## Work order:
Set down the data below word for word, and leave the images aside.

Point localization data
*** Block opens ***

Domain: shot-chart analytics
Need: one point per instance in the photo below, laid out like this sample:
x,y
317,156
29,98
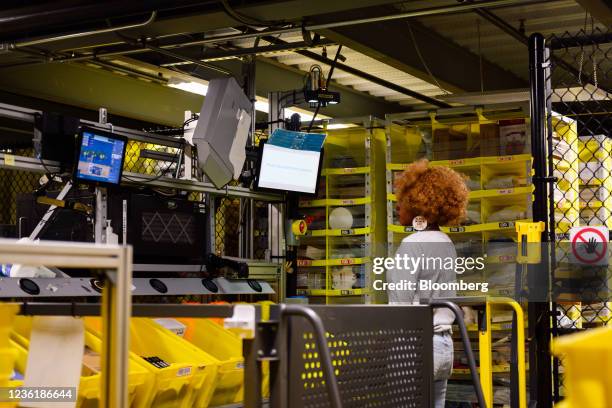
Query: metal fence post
x,y
539,315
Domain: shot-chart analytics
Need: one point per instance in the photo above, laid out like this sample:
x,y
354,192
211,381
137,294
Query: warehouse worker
x,y
427,198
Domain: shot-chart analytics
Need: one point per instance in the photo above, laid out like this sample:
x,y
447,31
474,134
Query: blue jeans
x,y
443,366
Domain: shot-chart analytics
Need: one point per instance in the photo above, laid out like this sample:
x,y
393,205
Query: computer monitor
x,y
286,169
222,131
100,157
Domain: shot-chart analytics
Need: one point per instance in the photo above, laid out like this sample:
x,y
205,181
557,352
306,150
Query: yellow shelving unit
x,y
566,168
468,140
501,189
344,232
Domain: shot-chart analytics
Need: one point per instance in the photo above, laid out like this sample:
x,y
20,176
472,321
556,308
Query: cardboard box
x,y
489,139
514,137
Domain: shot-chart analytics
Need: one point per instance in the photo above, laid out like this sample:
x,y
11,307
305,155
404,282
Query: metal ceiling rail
x,y
521,37
39,41
364,75
266,49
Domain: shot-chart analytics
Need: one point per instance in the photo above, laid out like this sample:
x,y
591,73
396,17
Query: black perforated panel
x,y
382,357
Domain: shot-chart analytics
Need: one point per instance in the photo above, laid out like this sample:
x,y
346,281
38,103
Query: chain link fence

*** Block closes ***

## Exercise result:
Domain: shot-chart analytics
Need: one point per instance in the photo below, laid out like this sample:
x,y
317,156
29,98
Query: metal fence post
x,y
539,315
Domain: shot-chart analytics
Need: one point per instance in the photo above, laid out like this sample:
x,y
354,192
211,381
137,294
Query: warehouse worker
x,y
427,198
Domain: shot-chart analytics
Need: one point per instance in the photo above, laid out like this sample:
x,y
447,31
474,134
Query: blue jeans
x,y
443,366
Domain: shot-chart analytics
Need: one point per instance in the photo above, laid out like this sample:
x,y
393,205
Query: computer monitor
x,y
286,169
222,131
100,157
Domain: shot-chart analytics
Need: one point per instance in the photo above, laid out like this sample:
x,y
205,181
557,352
306,150
Query: yellow shelving unit
x,y
566,168
468,140
501,189
344,232
Domain: shot-chart analytics
Need: one point per instance in the photo above, laid out like this sample:
x,y
20,176
472,321
556,308
Query: cardboard box
x,y
489,139
514,137
Domain: shot-chart analytics
Need: one point per instance in the photo above, laid out like this sample:
x,y
11,307
305,155
404,282
Query: metal ceiling rail
x,y
521,37
39,41
364,75
266,49
Domain: shot-chart analytics
Need: one point per instance in the photo above, laid out like this sample:
x,y
591,73
396,17
Query: black perforated panel
x,y
382,357
Domain: shot-chart analytics
Need: one point per instance in the photo above, laid out like this sample:
x,y
346,281
38,103
Query: chain link fence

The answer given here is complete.